But not just electronic goods, Bakelite's ready formability, ready plasticity, meaning it could be set to most any task, even furniture: Plastic featuring a fascinating 1940s moulded Bakelite seat shell developed by Egmont Arens, a shell that could be formed in just 8 minutes, and which could very well have been the basis for new, industrially produced, synthetic seat shells, could have been a new, ongoing, chapter in the (hi)story of furniture design. Could, had Bakelite continued its upward trajectory.
But it didn't.
For all that Bakelite helped stimulate, arguably launch, a popular passion for synthetic plastic materials, post-world War II it was quickly superseded by new materials, by ever new materials which offered production and economic advantages over the, relatively, complex and costly Bakelite, and which were more durable than the famously brittle Bakelite. And for all ever new materials that, as Plastic argues, had not only shown their usefulness and practicality in the War, but whose production, for all in the USA, had blossomed during the War into important industries; materials including, for example, nylon, saran or a PVC by the name of cocoon originally used as an anti-corrosive coating and from which George Nelson crafted his 1952 Bubble Lamp collection, one of Nelson's few solo product designs. And an Americaness of new synthetic plastics that Anna Castelli Ferrieri, co-founder and long term Artistic Director of Kartell, once defined as a primary attraction of the new materials, as a raison d'etre for employing the new materials: "plastic was equivalent with America for us. Only Bakelite came from Europe. Right? But after the war, everything plastic came to Italy from the States ... We wanted to try out what all can be made with these new materials".2 Thus, so one could argue, a further argument against Bakelite was that it wasn't American.

**AVAILABLE DATA**

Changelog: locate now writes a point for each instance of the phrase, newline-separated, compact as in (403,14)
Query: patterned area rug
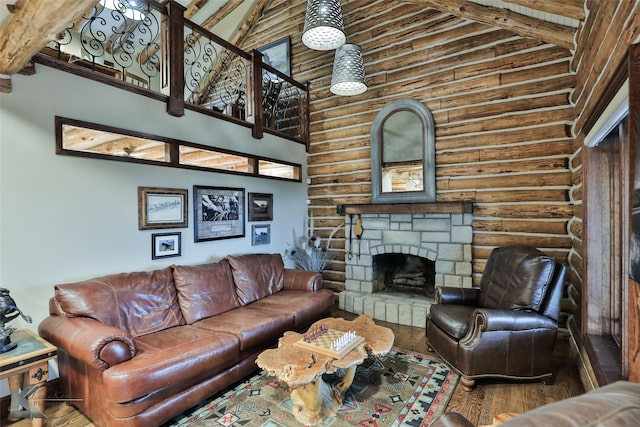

**WORK INSTRUCTIONS**
Transcribe the portion of the Bakelite passage above that lies between "But not just" and "its upward trajectory.", inclusive.

**FULL ANSWER**
But not just electronic goods, Bakelite's ready formability, ready plasticity, meaning it could be set to most any task, even furniture: Plastic featuring a fascinating 1940s moulded Bakelite seat shell developed by Egmont Arens, a shell that could be formed in just 8 minutes, and which could very well have been the basis for new, industrially produced, synthetic seat shells, could have been a new, ongoing, chapter in the (hi)story of furniture design. Could, had Bakelite continued its upward trajectory.